Top of RECORDS SUPPLIED

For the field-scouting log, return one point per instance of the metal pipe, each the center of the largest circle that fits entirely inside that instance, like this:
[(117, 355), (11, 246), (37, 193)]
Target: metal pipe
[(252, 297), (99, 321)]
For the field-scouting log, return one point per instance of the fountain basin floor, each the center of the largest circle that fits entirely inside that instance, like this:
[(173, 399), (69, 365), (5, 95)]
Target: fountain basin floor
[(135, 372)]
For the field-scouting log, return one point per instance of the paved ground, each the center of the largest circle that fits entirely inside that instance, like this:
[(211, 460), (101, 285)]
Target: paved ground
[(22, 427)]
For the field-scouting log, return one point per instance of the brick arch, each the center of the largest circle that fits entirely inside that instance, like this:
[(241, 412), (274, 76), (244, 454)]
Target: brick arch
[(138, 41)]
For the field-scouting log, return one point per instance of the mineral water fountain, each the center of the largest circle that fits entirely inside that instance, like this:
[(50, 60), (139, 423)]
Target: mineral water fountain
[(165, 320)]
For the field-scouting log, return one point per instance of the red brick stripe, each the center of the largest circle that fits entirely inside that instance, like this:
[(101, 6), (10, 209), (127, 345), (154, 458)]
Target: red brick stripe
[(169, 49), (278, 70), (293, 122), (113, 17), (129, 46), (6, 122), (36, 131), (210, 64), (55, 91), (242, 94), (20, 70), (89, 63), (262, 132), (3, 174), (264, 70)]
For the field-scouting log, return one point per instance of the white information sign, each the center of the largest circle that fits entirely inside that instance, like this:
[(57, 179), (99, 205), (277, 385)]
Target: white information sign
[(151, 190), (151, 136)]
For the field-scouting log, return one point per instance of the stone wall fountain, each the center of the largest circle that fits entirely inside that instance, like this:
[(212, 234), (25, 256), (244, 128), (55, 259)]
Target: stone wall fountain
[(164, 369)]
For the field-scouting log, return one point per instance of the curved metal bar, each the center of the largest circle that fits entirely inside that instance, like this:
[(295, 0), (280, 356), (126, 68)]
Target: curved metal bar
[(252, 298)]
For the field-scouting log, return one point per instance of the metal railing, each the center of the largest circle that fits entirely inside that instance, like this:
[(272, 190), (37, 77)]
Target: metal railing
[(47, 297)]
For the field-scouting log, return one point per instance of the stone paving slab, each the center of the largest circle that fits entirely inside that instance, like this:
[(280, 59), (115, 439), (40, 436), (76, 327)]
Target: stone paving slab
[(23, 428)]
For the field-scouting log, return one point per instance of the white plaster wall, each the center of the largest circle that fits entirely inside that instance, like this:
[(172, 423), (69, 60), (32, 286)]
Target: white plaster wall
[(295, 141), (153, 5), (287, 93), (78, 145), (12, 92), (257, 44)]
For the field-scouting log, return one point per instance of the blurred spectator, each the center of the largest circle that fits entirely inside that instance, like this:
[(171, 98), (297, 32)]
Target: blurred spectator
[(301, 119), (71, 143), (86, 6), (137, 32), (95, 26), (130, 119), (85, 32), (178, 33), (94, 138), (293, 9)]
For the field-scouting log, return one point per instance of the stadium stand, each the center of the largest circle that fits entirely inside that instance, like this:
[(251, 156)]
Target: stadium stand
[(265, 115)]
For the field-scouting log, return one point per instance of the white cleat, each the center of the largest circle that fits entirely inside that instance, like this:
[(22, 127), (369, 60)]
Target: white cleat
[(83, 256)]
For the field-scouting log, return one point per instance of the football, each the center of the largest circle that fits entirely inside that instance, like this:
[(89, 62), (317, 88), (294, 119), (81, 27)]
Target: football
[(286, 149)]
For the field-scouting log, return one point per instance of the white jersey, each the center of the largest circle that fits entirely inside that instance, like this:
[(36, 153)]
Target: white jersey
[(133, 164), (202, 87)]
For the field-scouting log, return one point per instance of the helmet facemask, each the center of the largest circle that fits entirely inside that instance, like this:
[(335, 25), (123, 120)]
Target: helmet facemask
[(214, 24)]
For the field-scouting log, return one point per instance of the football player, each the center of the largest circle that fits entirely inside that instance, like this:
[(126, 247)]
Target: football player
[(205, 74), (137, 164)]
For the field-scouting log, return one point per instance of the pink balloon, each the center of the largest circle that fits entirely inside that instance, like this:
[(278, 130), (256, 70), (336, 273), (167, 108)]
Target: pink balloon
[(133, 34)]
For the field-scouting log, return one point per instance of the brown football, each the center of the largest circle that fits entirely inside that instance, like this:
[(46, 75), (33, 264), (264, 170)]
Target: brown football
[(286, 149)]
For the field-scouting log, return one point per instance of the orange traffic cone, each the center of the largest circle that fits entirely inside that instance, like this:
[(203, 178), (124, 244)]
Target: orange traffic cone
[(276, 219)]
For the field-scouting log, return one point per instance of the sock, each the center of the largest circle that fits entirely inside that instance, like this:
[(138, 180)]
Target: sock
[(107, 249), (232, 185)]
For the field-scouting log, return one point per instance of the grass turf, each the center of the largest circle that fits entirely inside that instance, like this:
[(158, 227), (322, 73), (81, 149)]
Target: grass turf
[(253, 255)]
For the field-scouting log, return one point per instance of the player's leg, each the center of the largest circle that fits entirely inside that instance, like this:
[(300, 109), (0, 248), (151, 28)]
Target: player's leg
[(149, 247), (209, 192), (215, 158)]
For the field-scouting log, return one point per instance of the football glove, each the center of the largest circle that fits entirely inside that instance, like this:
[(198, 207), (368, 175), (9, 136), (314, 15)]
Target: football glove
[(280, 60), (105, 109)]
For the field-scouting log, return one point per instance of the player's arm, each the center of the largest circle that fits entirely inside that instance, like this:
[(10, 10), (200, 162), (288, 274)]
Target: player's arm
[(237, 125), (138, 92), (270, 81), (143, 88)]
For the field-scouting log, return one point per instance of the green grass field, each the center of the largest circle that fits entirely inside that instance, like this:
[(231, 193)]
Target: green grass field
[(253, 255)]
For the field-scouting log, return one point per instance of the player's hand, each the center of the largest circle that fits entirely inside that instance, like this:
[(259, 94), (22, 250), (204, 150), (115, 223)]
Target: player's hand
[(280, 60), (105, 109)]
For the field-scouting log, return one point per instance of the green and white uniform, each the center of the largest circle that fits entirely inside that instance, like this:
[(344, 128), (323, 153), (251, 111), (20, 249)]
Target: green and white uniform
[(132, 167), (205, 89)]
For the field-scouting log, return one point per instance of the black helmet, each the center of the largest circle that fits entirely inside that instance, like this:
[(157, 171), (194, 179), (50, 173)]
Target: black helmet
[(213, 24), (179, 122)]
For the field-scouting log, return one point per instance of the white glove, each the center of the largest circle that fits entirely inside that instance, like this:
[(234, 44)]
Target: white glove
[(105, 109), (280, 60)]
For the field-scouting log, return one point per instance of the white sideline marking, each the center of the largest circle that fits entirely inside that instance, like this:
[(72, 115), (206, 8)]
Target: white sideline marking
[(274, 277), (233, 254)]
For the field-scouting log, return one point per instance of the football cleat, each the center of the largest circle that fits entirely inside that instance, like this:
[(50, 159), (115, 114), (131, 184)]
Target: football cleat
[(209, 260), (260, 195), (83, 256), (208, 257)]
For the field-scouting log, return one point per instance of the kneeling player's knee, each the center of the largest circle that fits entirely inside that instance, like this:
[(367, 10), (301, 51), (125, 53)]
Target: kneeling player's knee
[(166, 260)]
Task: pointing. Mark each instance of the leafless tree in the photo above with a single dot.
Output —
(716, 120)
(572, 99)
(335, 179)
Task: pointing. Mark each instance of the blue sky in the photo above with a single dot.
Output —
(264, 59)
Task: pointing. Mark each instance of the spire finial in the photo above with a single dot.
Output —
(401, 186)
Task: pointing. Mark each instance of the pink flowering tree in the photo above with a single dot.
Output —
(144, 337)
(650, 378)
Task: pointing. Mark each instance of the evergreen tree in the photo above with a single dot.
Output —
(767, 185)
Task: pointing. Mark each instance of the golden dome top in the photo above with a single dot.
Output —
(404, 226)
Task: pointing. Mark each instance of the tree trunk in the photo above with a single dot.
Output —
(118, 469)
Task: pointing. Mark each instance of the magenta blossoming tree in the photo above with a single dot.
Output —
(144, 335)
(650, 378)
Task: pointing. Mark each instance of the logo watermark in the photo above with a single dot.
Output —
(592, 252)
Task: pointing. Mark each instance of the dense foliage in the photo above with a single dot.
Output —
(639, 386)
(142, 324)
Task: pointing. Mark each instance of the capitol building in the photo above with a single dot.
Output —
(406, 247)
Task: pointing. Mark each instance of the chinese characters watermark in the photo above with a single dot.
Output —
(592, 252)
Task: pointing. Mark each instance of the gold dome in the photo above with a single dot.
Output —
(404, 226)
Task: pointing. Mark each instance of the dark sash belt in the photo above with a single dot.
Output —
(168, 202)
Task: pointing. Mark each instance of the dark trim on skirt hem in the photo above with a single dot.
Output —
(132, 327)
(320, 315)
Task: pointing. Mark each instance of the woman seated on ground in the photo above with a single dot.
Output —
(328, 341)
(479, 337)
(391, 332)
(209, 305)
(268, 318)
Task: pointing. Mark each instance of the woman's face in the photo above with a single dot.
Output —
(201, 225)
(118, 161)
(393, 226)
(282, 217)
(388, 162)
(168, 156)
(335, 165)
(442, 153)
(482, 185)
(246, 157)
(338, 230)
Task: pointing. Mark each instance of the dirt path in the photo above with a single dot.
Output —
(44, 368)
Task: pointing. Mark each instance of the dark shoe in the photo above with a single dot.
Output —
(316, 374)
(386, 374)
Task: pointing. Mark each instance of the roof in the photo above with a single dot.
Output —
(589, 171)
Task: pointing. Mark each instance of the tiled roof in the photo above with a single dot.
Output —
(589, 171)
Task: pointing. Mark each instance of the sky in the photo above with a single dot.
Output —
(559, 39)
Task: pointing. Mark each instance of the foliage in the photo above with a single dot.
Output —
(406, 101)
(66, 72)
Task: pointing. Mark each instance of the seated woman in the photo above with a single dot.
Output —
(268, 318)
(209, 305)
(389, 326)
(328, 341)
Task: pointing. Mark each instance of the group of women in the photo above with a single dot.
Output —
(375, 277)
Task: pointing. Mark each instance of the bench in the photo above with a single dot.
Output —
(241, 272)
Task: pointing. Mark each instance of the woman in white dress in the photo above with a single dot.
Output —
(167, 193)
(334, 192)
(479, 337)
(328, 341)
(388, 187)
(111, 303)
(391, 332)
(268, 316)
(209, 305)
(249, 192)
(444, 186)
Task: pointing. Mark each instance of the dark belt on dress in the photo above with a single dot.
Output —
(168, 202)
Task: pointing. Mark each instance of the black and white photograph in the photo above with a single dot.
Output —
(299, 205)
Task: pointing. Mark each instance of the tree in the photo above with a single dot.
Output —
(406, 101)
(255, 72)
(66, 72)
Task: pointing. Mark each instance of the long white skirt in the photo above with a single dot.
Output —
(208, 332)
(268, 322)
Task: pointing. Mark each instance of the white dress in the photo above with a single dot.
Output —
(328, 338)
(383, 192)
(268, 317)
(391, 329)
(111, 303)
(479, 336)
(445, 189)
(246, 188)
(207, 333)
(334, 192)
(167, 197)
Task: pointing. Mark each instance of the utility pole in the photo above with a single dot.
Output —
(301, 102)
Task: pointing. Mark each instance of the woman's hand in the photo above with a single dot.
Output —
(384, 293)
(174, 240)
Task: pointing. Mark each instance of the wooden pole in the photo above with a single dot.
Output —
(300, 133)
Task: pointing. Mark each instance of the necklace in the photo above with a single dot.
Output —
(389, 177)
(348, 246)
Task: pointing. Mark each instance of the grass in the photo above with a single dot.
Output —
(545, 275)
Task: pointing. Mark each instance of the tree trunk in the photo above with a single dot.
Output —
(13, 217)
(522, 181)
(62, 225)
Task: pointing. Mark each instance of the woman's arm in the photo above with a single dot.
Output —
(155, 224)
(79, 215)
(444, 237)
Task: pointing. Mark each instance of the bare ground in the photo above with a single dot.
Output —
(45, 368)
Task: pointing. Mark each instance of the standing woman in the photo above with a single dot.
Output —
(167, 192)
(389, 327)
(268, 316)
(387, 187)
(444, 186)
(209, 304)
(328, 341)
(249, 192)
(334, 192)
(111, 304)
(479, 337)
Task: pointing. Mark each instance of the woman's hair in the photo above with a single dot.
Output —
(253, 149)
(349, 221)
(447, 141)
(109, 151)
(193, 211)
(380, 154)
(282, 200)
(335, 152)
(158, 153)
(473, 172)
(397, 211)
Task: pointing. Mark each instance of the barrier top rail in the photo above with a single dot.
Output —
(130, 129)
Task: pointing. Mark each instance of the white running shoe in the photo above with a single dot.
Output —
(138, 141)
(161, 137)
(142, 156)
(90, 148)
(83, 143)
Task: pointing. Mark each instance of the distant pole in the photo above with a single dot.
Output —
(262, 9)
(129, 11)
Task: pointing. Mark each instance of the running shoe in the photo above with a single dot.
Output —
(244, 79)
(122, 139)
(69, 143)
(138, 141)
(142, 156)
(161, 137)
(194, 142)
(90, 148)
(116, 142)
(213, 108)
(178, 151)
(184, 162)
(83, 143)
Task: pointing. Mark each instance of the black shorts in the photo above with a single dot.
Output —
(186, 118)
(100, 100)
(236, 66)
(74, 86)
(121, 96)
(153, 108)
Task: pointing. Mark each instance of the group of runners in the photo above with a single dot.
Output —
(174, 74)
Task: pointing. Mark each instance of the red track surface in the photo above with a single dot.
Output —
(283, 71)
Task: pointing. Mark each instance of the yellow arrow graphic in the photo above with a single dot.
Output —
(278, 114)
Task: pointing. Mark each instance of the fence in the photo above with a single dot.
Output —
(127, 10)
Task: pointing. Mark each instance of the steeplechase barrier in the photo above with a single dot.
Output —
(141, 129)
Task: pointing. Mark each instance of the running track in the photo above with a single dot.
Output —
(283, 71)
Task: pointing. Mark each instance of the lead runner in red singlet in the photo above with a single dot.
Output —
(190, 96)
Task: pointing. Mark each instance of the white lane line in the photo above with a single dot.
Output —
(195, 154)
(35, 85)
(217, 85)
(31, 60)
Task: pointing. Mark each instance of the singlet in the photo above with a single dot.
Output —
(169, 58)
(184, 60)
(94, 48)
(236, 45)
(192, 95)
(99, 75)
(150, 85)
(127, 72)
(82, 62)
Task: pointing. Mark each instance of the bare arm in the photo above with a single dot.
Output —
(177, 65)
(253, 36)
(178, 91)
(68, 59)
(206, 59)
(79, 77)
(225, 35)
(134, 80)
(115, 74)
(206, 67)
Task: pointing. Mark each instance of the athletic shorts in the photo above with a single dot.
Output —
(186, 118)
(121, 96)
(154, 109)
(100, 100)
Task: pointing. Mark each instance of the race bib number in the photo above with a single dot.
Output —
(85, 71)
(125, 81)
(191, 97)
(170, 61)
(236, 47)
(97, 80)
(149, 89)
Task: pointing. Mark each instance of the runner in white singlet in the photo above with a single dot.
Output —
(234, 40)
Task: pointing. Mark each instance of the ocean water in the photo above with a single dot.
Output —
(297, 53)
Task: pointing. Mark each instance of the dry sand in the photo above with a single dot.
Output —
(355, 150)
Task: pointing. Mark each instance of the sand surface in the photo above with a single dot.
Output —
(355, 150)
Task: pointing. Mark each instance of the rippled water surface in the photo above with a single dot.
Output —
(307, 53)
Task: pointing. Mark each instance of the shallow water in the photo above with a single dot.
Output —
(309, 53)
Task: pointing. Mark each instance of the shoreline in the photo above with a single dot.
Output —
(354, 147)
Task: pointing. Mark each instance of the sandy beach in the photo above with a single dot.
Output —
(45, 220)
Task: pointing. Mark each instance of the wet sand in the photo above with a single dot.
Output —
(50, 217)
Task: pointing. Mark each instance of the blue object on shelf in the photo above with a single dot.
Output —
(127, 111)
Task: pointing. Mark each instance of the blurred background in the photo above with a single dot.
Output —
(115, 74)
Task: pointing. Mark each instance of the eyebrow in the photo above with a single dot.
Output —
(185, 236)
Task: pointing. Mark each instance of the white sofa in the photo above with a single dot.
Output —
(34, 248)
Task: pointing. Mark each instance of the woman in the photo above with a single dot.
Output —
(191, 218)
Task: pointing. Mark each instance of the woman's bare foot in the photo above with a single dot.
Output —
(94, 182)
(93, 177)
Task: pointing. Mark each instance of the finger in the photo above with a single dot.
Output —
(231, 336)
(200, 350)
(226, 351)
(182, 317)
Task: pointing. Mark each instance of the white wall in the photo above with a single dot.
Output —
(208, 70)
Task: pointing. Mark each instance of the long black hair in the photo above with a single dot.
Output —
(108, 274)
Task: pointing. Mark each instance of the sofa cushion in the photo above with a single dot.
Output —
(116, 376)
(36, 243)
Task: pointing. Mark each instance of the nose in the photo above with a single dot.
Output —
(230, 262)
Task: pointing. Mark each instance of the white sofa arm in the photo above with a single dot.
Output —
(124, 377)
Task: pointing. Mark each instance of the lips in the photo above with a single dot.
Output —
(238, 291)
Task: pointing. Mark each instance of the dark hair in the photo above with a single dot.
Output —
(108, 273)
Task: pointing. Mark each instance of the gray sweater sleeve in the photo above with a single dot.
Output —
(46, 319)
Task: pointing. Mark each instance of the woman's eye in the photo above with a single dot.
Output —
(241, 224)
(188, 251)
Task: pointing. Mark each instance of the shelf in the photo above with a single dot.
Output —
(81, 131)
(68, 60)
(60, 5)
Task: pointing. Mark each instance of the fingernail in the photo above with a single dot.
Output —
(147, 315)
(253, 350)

Bottom of RECORDS SUPPLIED

=== WHAT YOU WILL DO ===
Search the material for the string "pole" and show every line that has it.

=== REPLY TO THE EXERCISE ===
Task: pointing. Mark each instance of the utility pole in the photo above with a single dot.
Task: pointing. Mark each instance of the wooden pole in the photo above with a single dot.
Task: pointing. Mark each instance of the distant pole in the photo above with a single dot.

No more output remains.